#### WRITTEN TASK
Please pick out every line of the material below that contains the word "hairy" and copy those lines out.

#### INPUT RECORDS
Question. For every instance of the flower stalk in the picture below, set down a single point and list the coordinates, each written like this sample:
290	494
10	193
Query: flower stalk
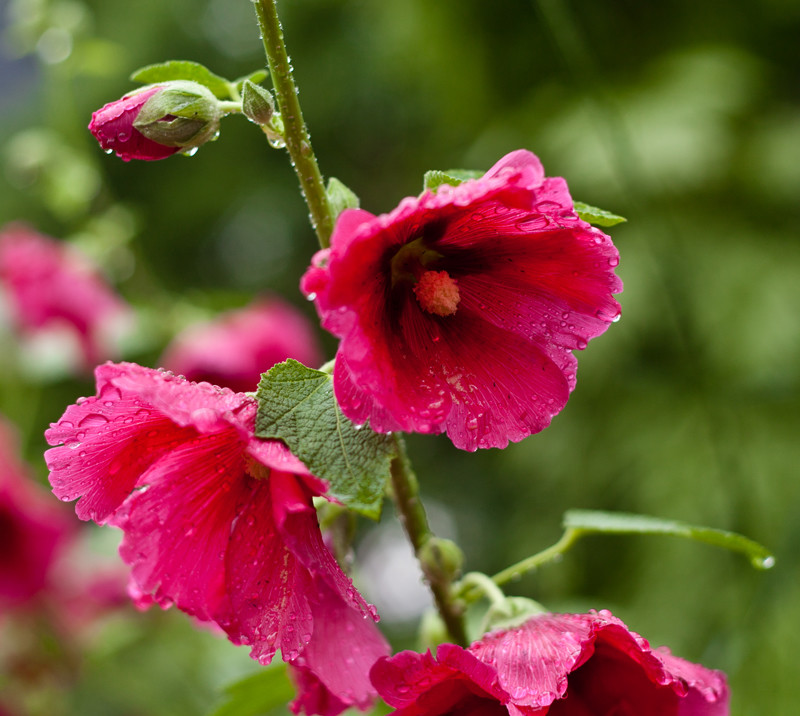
405	492
295	135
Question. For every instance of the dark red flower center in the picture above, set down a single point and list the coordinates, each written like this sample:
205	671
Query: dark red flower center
436	291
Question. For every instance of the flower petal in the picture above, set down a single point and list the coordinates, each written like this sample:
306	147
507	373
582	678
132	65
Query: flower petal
342	650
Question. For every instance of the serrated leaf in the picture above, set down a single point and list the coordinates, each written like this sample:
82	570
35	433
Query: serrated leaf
257	694
624	523
184	70
256	78
598	217
296	404
434	178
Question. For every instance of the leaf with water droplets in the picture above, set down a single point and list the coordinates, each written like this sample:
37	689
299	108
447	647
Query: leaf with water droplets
590	521
257	694
184	70
598	217
296	404
453	177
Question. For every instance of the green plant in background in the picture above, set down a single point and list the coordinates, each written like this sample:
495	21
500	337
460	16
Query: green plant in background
696	389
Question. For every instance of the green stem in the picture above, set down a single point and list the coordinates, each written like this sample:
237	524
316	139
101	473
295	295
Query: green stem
296	136
230	106
486	585
472	592
552	553
405	491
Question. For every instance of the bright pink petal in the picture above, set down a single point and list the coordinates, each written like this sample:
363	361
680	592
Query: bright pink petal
455	682
216	521
493	363
177	529
592	663
33	530
707	690
268	586
333	669
107	444
296	520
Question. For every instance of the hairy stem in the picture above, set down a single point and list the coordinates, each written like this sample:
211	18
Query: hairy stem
405	489
296	136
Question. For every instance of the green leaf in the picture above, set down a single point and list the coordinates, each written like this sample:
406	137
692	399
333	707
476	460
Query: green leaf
598	217
257	694
434	178
590	521
296	404
256	78
184	70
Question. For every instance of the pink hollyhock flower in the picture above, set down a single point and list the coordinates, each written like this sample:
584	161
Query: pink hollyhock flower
48	285
459	310
234	350
215	520
332	672
556	664
156	121
33	531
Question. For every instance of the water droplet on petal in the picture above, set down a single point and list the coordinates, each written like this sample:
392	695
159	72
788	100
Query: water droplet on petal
93	420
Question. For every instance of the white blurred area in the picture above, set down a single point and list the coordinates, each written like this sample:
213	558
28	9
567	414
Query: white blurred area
388	572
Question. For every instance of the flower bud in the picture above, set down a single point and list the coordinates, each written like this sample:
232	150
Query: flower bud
441	557
157	121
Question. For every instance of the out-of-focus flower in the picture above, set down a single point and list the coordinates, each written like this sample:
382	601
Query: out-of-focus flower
215	520
33	531
233	350
50	286
459	310
556	664
156	121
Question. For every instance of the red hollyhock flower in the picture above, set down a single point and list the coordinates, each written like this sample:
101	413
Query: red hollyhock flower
332	672
234	349
33	531
112	126
216	521
49	286
556	664
459	310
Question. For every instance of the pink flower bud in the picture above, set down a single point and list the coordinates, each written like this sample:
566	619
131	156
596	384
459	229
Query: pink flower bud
157	121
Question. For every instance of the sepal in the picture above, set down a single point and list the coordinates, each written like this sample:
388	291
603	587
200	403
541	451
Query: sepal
257	103
181	114
340	197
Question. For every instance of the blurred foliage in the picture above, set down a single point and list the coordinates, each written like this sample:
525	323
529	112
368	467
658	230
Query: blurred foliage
681	116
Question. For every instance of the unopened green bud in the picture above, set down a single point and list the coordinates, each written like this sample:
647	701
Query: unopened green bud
340	197
180	114
257	103
511	613
432	631
441	557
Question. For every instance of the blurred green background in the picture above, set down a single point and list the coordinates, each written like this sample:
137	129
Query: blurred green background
683	116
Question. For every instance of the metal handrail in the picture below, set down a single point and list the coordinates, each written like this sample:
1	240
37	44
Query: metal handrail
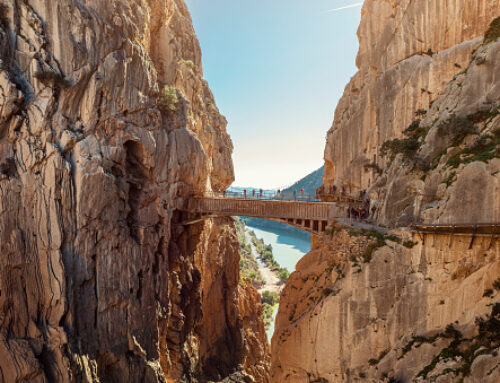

#### SOLVED PROBLEM
Question. For every instance of the hairy stem in the picture above, set down a single point and list the coordinates, each written like this sample:
Query: hairy stem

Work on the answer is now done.